Try it:
Which lines of the data contain the string "mountain"? Show each of them.

Records supplied:
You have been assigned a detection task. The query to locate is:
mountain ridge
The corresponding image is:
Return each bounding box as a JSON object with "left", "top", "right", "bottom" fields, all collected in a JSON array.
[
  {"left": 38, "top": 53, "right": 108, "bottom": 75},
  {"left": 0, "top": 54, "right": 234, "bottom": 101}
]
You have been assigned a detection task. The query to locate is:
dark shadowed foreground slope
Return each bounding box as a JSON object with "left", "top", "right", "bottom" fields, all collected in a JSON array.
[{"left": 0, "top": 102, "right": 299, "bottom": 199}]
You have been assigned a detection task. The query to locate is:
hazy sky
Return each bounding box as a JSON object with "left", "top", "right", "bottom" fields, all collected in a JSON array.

--

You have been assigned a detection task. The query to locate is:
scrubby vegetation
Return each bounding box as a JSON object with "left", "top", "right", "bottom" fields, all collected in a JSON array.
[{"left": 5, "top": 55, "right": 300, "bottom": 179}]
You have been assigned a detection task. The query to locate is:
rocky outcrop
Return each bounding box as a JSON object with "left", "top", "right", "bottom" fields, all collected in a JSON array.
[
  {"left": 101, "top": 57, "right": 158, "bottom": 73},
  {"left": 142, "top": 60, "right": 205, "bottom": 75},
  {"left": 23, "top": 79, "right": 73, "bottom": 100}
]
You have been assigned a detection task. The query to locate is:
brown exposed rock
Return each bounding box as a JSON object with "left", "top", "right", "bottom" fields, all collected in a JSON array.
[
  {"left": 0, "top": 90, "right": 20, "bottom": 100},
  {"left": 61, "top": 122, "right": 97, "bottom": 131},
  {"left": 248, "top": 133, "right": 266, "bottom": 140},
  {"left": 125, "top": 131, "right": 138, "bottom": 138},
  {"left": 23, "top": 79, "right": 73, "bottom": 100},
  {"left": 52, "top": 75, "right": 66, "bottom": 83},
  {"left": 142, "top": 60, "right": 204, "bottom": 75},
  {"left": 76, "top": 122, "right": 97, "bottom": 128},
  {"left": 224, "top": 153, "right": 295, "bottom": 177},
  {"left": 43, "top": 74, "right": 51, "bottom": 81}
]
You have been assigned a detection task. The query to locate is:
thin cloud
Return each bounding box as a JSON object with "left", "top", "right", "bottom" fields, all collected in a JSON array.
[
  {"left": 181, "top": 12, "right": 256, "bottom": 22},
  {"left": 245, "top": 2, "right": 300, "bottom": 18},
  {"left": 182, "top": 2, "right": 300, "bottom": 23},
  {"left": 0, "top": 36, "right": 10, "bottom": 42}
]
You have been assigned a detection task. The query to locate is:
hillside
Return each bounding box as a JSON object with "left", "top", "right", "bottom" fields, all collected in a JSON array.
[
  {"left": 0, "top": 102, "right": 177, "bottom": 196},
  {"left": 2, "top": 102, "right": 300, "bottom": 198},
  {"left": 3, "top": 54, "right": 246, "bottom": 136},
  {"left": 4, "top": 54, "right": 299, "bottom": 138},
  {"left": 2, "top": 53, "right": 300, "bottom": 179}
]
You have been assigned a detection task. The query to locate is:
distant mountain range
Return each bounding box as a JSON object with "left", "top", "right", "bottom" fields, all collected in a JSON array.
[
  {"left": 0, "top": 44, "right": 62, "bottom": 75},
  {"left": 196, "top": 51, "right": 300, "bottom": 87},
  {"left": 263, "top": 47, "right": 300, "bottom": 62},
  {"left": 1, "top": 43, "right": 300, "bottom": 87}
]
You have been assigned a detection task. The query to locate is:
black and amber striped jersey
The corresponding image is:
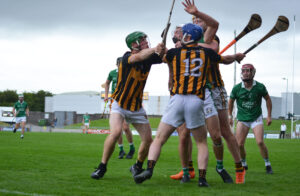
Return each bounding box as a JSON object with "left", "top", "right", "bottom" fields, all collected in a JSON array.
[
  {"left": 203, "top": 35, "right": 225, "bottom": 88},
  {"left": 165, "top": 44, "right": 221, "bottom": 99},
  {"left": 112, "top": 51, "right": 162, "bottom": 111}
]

---

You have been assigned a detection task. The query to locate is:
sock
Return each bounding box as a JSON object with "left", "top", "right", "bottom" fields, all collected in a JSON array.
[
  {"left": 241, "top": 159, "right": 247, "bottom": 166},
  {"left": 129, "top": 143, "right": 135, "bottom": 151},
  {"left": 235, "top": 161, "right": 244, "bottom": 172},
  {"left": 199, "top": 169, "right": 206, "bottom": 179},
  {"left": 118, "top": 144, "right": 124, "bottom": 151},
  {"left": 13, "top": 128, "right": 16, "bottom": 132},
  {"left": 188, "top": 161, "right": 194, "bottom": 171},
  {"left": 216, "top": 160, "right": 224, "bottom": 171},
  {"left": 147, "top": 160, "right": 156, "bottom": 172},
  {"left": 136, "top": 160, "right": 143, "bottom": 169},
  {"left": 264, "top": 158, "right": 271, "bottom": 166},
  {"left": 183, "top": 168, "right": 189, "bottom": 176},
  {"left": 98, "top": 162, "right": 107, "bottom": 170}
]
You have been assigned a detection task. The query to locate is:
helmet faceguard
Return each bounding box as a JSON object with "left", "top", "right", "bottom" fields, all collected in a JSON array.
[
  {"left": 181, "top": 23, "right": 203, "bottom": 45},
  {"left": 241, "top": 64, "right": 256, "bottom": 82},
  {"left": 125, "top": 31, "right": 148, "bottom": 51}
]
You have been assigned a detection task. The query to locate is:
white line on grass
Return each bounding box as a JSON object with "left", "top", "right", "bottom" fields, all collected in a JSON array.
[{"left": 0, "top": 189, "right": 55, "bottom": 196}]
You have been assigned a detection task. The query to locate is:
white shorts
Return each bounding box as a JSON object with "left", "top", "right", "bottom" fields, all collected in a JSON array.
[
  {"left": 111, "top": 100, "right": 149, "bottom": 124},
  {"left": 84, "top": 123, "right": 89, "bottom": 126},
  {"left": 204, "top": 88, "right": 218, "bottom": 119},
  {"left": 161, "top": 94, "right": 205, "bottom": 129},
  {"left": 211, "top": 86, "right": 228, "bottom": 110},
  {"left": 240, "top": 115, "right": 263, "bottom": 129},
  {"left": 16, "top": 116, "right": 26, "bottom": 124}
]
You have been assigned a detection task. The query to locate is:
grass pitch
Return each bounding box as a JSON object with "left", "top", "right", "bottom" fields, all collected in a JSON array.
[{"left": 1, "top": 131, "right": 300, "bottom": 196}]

Task response:
mountain ridge
distant mountain range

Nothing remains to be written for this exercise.